╭─ Text excerpt
Kagan's Anti-DADT Stance Becomes Major Issue

Kilian Melloy READ TIME: 6 MIN.

While the fringe right and the gay press focus on whether Solicitor General Elena Kagan is a lesbian--the White House says she isn't--a potentially damaging, and far more mainstream, concern has been raised: Kagan having barred military recruitment at Harvard during her six-year tenure as the dean of the university's law school.

Colleges and universities around the country have come into conflict with the military over this point because the military's anti-gay policy requiring GLBT troops to keep quiet about their sexuality or face discharge violates the anti-discrimination policies many institutions of higher learning have put in place. Allowing military recruiters onto their campuses amounts to giving an anti-gay employer a free pass, even though that means setting aside anti-discrimination policies. If one anti-gay employer--the United States military--can be granted a pass, then what about an anti-gay employer from the private sector?

However, public perception about Kagan is unlikely to be that nuanced. Already, Kagan is being slammed in the press as "anti-military." Republican Sen. Jeff Sessions, asked about Kagan on CNN, sought to depict her as a Harvard administrator who implemented a policy to exclude military recruiters even as American servicemembers were dying by the thousand to "protect Harvard's right to exist."

"What happened was, a number of law schools, Harvard being, I think, a leader, when she was there, would not allow the military recruiters to come on to the law school to recruit JAG officers for the military because she didn't agree with the 'Don't Ask, Don't Tell' policy," said Sessions. "We had a thousand soldiers killed defending free speech and the right of Harvard to exist... during that period of time, so I think that that is something that would be asked [of Kagan during confirmation hearings]."
╰─
- [Complete the following]
1) In the article on Elena Kagan and military recruitment at Harvard, how long did Kagan serve as dean of the university's law school?
2) Continue the article on Elena Kagan and military recruitment at Harvard from the point where it stops.
The lines after this article play no part here.
╭─ Recorded information
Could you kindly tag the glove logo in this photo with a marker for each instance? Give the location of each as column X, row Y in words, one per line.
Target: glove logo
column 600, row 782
╰─
- [Solved problems]
1) Six years.

2)
Sessions added that Kagan "felt that ['Don't Ask, Don't Tell'] was discriminatory, but it was the established policy of the United States... and she could work to change that, but I don't think it was acceptable... for her to say, 'You can't even come on our campus because I disagree with your policy.' "

Supporters of Kagan's nomination to the Supreme Court, which followed the announcement that John Paul Stevens would be stepping down, point out that Kagan remained within the law at every point, allowing military recruiters on campus when a federal law came into effect that would have denied funds from the U.S. Government to colleges and universities, and withdrawing that privilege from military recruiters when a federal court struck the law down. When the U.S. Supreme Court--the same bench to which Kagan has now been nominated--reinstated the law, Kagan allowed recruiters on the Harvard campus once more.

A May 11 Associated Press story that reported on Kagan's "precise" adherence to the law also carried a quote from Clinton-era Solicitor General Walter Dellinger, who said, "Elena Kagan does not have a single antimilitary bone in her body."

Moreover, the article noted, Kagan had not instituted the ban; she was simply following existing polices that had been put in place before her tenure, as her predecessor, Robert Clark, had also done. The ban came into effect in 1979, when Harvard put anti-discrimination policies into place that refused access to employers that did not protect GLBT workers.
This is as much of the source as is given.